My main problem would be the inclusion of a 'salad cream' flavour - yuck!


----------



## Jonsi (Sep 7, 2016)

Abi said:


> What wrong with a real cucmber, cheese and salad cream ( or better still- onion) sandwhich


...only everything! 

Do you know what's in Salad Cream? Mainly Vinegar, Rapeseed Oil, Mustard, Sugar & Cornflour. It's only there to mask the awful taste of the cheese and cucumber


----------



## Marsbartoastie (Sep 7, 2016)

We used to travel to Guide camp with all our kit on the back of a truck (would't be allowed these days)...and we always ate crisp butties en route.  Happy days. Does anyone else remember putting the empty packets in the oven.  They shrunk down into little squares of hard plastic and the printing and colours remained perfect.  We stuck safety pins on the back to make brooches!


----------



## Jonsi (Sep 7, 2016)

Marsbartoastie said:


> We used to travel to Guide camp with all our kit on the back of a truck (would't be allowed these days)...and we always ate crisp butties en route.  Happy days. Does anyone else remember putting the empty packets in the oven.  They shrunk down into little squares of hard plastic and the printing and colours remained perfect.  We stuck safety pins on the back to make brooches!


Typical soft Guides ...we Scouts used to squirt Brown Sauce into the empty packets, blow them up, then 'pop' them over unsuspecting younger Scouts (and the occasional Leader) ..._wot larks Pip! Wot larks! _


----------



## Marsbartoastie (Sep 7, 2016)

Jonsi said:


> Typical soft Guides ...we Scouts used to squirt Brown Sauce into the empty packets, blow them up, then 'pop' them over unsuspecting younger Scouts (and the occasional Leader) ..._wot larks Pip! Wot larks! _


You were very naughty Jonsi.  No wonder my dad told me not to trust boys.  
Us Girl Guides reserved brown sauce for more ladylike purposes.  If you put your badge in a bit of brown sauce and left it overnight it came up beautifully shiny. I was a good girl I was.


----------



## Jonsi (Sep 7, 2016)

Marsbartoastie said:


> I was a good girl I was.


I've noted the use of the Past Tense.

...do tell


----------



## mikeyB (Sep 7, 2016)

Marsbartoastie said:


> We used to travel to Guide camp with all our kit on the back of a truck (would't be allowed these days)...and we always ate crisp butties en route.  Happy days. Does anyone else remember putting the empty packets in the oven.  They shrunk down into little squares of hard plastic and the printing and colours remained perfect.  We stuck safety pins on the back to make brooches!


Who was the first lunatic to discover that? You can't accidentally put an empty crisp packet in the oven.

▶ **RECORDED INFORMATION**:

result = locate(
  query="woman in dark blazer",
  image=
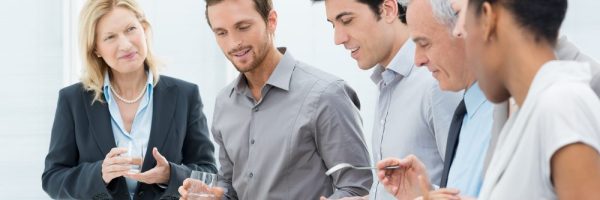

▶ **REQUIRED TASKS**:
**a.** Copy the stretch of the crisp-packet forum thread from "You were very" through "shiny. I was a good girl I was." word for word.
**b.** Please carry on the crisp-packet forum thread from the point where it stops.

▶ **THE ANSWERS**:
**a.**
You were very naughty Jonsi.  No wonder my dad told me not to trust boys.  
Us Girl Guides reserved brown sauce for more ladylike purposes.  If you put your badge in a bit of brown sauce and left it overnight it came up beautifully shiny. I was a good girl I was.

**b.**
----------



## Marsbartoastie (Sep 7, 2016)

Jonsi said:


> I've noted the use of the Past Tense.
> 
> ...do tell


Oh...you'll learn, you'll learn.


----------



## Marsbartoastie (Sep 7, 2016)

mikeyB said:


> Who was the first lunatic to discover that? You can't accidentally put an empty crisp packet in the oven.


Probably the same person who discovered you could put an old 78 on top of an upturned pudding basin, pop it in the oven and...hey presto...a wonky black fruit bowl.


----------



## Marsbartoastie (Sep 7, 2016)

mikeyB said:


> Who was the first lunatic to discover that? You can't accidentally put an empty crisp packet in the oven.


Apparently it still works...you just need to use plastic packets and not foil:


----------



## mikeyB (Sep 7, 2016)

Yes, they're lovely. Now go and have a nice lie down, or at least find something nicer to play with, there's a good girl.


----------



## Marsbartoastie (Sep 7, 2016)

mikeyB said:


> Yes, they're lovely. Now go and have a nice lie down, or at least find something nicer to play with, there's a good girl.


That's your name off my Christmas list Mikey.  No beautiful hand-crafted keyring for you...oh no.


----------



## mikeyB (Sep 7, 2016)

Result!


----------



## Mark Parrott (Sep 9, 2016)

Marsbartoastie said:


> Probably the same person who discovered you could put an old 78 on top of an upturned pudding basin, pop it in the oven and...hey presto...a wonky black fruit bowl.


Sorry to be pedantic here, but you need a vinyl record to make a bowl. 78s were made of shellac & don't melt very well


----------



## Marsbartoastie (Sep 9, 2016)

Mark Parrott said:


> Sorry to be pedantic here, but you need a vinyl record to make a bowl. 78s were made of shellac & don't melt very well


I'm a big fan of pedantry and quite happy to be on the receiving end...for a change.


----------



## mikeyB (Sep 9, 2016)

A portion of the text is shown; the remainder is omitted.